• DOCUMENT EXCERPT:
# What the best enclosures for a Mantis are



## Mantiskid (Mar 27, 2012)

http://youtu.be/nDz3d0elkDM

I know it's kind of long, but PLEASE watch the whole part1 and 2 and tell me what you think.


----------



## Mantiskid (Mar 27, 2012)

http://youtu.be/jQLUBL2UEn8


----------



## hibiscusmile (Mar 27, 2012)

I didn't get to watch yet, but I know the best ones.....

MINE! :lol:


----------



## hibiscusmile (Mar 27, 2012)

I liked it, I think you put a lot into it and it will be helpful to newbies here.


----------



## hibiscusmile (Mar 27, 2012)

Did you have a close up of the spider roaches in the little green house, I wanted to see them.?


----------



## Mvalenz (Mar 27, 2012)

Nice vids. Lots of good info.


----------



## rs4guy (Mar 29, 2012)

Not bad, I do think you could consolidate the videos into a single 8-10 min segment, while still giving the same info. Thanks for the share.


----------



## Mantiskid (Mar 29, 2012)

rs4guy said:


> Not bad, I do think you could consolidate the videos into a single 8-10 min segment, while still giving the same info. Thanks for the share.


Thanks! I could probably have made the video only one part and only 8-10 minutes...but I just talk too much LOL!


----------



## Mantiskid (Mar 29, 2012)

hibiscusmile said:


> Did you have a close up of the spider roaches in the little green house, I wanted to see them.?


Here's a video of one:

http://youtu.be/nYRMmvDJc5A


----------



## viridari (May 5, 2012)

How come the videos were removed?


----------



## maybon (May 5, 2012)

viridari said:


> How come the videos were removed?


+1?


----------



## MandellaMandy123 (Jun 26, 2012)

maybon said:


> +1?


+1 for me too.


----------



## mantisboy (Jul 2, 2012)

I use Beta Fish Aquariums....last year I used sand for substrate and it worked well. Easy to clean, a plastic fork makes a great rake for raking up all the feeder bug parts.

http://www.walmart.c...c-Pets/10312983

These are also available at Petsmart...


----------



## Mantiskid (Jan 15, 2013)

idahomantid said:


> I use Beta Fish Aquariums....last year I used sand for substrate and it worked well. Easy to clean, a plastic fork makes a great rake for raking up all the feeder bug parts.
> 
> http://www.walmart.c...c-Pets/10312983
> 
> These are also available at Petsmart...


Thanks for the info. Maybe I'll try that as a housing option one day.

P.S. Hey guys, sorry, I accidentally deleted the videos while I was trying to figure out how to delete my inbox (obviously I made a mistake and deleted a bunch of my videos  ). I'll post a new version soon.


----------



## Digger (Jan 15, 2013)

RATS ! I had my buttered popcorn all ready; Nikki Mantis had a bowl of pinhead crickets and honey. 3D glasses were out too, just in case. Bummer


----------



## Mantiskid (Jan 22, 2013)

Digger said:


> RATS ! I had my buttered popcorn all ready; Nikki Mantis had a bowl of pinhead crickets and honey. 3D glasses were out too, just in case. Bummer


ROTFL!!!!!!!!! Sorry... lol


----------



## ScienceGirl (Feb 1, 2013)

Mantiskid said:


> ROTFL!!!!!!!!! Sorry... lol


Will you send me a mail when you post them??? Anxious to see the video!


----------



## Mantiskid (Apr 24, 2013)

ScienceGirl said:


> Will you send me a mail when you post them??? Anxious to see the video!


Yes I will!


----------

• DATASET ENTRIES:
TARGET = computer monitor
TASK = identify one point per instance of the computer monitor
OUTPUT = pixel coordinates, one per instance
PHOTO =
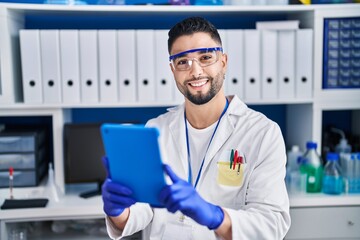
(83, 153)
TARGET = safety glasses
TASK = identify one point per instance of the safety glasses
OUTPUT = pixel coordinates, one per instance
(204, 57)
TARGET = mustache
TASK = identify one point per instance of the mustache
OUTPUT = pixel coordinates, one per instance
(197, 79)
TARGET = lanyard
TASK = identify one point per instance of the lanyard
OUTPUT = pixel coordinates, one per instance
(188, 146)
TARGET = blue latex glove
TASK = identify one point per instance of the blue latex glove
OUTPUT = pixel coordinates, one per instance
(116, 197)
(183, 197)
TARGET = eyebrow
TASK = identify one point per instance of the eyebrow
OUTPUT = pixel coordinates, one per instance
(202, 50)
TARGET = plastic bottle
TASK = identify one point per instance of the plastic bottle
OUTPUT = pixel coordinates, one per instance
(292, 169)
(332, 179)
(353, 177)
(311, 166)
(207, 2)
(342, 146)
(292, 158)
(357, 173)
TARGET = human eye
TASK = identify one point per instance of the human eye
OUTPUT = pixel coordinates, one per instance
(181, 61)
(206, 57)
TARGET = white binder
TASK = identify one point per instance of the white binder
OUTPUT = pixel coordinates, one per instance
(252, 64)
(234, 83)
(127, 65)
(50, 65)
(163, 75)
(108, 65)
(269, 81)
(89, 83)
(286, 56)
(31, 66)
(304, 63)
(70, 66)
(145, 61)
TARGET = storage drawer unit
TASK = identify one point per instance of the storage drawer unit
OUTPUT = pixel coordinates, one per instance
(335, 222)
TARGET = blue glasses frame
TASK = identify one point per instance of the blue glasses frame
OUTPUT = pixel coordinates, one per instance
(172, 57)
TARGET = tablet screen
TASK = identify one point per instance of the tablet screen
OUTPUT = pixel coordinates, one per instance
(134, 159)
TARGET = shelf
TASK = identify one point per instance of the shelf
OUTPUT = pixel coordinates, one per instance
(52, 107)
(71, 206)
(337, 99)
(322, 200)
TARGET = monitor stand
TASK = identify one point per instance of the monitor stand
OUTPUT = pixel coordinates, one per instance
(92, 193)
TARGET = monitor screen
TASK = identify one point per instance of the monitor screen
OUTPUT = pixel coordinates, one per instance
(83, 152)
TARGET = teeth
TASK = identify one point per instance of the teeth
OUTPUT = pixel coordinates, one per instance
(198, 84)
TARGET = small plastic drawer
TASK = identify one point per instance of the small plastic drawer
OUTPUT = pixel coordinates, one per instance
(21, 160)
(15, 142)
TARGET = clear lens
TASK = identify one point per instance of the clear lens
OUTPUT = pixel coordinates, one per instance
(204, 59)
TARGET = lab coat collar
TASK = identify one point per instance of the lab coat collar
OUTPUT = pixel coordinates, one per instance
(177, 128)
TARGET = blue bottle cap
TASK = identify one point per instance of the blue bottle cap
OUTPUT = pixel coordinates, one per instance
(332, 156)
(310, 145)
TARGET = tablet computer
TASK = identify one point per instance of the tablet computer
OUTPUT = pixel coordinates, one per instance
(135, 160)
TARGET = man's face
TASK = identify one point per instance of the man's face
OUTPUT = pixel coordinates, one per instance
(199, 84)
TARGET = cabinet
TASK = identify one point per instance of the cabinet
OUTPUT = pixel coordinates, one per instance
(303, 119)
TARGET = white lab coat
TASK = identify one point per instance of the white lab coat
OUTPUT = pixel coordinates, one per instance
(259, 208)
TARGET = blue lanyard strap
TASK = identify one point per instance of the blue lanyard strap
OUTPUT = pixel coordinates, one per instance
(188, 146)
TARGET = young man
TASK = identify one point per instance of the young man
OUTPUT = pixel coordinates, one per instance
(226, 161)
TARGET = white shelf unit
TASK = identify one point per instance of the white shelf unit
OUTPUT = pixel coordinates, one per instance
(303, 118)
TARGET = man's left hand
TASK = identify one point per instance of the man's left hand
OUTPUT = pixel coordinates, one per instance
(183, 197)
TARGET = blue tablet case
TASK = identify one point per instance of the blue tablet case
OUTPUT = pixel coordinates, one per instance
(134, 160)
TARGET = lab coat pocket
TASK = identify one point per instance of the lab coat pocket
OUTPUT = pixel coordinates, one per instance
(177, 231)
(230, 176)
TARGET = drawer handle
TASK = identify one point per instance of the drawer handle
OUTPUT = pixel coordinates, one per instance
(8, 140)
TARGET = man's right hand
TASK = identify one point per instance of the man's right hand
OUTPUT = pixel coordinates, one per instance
(116, 197)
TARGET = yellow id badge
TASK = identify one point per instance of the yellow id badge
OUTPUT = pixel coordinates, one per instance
(231, 172)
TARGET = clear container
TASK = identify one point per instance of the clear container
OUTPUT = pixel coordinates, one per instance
(311, 166)
(292, 170)
(332, 179)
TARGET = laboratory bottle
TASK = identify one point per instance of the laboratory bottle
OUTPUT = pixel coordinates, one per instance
(332, 177)
(311, 166)
(357, 173)
(342, 146)
(292, 169)
(292, 158)
(353, 178)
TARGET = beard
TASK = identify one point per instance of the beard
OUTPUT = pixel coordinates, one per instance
(200, 98)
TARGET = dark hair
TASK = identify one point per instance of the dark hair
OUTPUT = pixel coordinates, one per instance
(190, 26)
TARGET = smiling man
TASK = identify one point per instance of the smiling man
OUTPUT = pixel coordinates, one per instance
(226, 161)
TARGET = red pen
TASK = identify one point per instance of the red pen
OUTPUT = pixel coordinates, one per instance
(11, 182)
(240, 161)
(235, 159)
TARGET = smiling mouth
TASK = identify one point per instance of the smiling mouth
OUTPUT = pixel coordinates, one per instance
(198, 83)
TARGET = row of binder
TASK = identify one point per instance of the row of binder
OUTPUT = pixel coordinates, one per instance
(109, 66)
(269, 64)
(96, 66)
(341, 53)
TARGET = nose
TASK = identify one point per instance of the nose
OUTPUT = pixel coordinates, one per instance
(195, 69)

• TASK LIST:
1. Using the mantis enclosure thread, answer these:
(a) How long did rs4guy suggest a single consolidated video could be?
(b) What did mantisboy use for substrate last year?
(c) What was Mantiskid trying to figure out how to do when the videos got deleted?
2. Can you copy out, word for word, the part of the mantis enclosure thread between "I didn't get" and "to newbies here.", inclusive?

• SOLUTIONS IN ORDER:
1.
(a) 8-10 minutes
(b) Sand
(c) How to delete their inbox

2.
I didn't get to watch yet, but I know the best ones.....

MINE! :lol:


----------



## hibiscusmile (Mar 27, 2012)

I liked it, I think you put a lot into it and it will be helpful to newbies here.